| Written task |
Format the lines from the one containing "of the puddle" through the final line as a Markdown table with two columns, Row and Line, omitting any blank lines.

----------

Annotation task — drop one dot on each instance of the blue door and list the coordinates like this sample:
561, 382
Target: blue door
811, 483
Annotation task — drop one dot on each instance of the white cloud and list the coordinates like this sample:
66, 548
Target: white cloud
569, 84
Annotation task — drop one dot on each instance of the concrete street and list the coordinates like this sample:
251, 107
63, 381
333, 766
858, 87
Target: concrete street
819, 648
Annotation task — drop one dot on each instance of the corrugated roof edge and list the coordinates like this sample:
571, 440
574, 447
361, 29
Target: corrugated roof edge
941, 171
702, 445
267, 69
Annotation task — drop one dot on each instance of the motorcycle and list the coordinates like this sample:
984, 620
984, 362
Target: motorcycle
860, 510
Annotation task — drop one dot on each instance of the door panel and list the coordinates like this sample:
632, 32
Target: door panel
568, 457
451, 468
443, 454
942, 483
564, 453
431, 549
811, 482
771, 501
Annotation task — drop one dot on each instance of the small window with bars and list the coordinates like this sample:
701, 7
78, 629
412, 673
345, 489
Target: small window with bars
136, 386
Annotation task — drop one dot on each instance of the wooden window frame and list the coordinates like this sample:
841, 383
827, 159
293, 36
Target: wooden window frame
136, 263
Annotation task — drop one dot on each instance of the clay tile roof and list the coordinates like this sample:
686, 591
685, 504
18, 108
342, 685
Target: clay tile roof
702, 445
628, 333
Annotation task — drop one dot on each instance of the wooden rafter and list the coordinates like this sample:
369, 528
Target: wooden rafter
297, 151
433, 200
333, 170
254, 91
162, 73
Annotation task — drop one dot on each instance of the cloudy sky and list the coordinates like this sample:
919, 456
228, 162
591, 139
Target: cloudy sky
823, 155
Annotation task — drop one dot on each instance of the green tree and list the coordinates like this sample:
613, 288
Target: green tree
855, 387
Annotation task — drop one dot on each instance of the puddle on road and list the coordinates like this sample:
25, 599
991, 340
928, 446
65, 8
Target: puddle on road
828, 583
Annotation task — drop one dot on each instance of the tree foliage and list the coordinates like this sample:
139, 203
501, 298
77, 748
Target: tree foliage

----------

| The reply |
| Row | Line |
|---|---|
| 1 | Annotation task — drop one dot on each instance of the puddle on road and list the coordinates like this sample: |
| 2 | 25, 599 |
| 3 | 991, 340 |
| 4 | 928, 446 |
| 5 | 65, 8 |
| 6 | Target: puddle on road |
| 7 | 828, 583 |
| 8 | Annotation task — drop one dot on each instance of the tree foliage and list the coordinates like this sample: |
| 9 | 139, 203 |
| 10 | 501, 298 |
| 11 | 77, 748 |
| 12 | Target: tree foliage |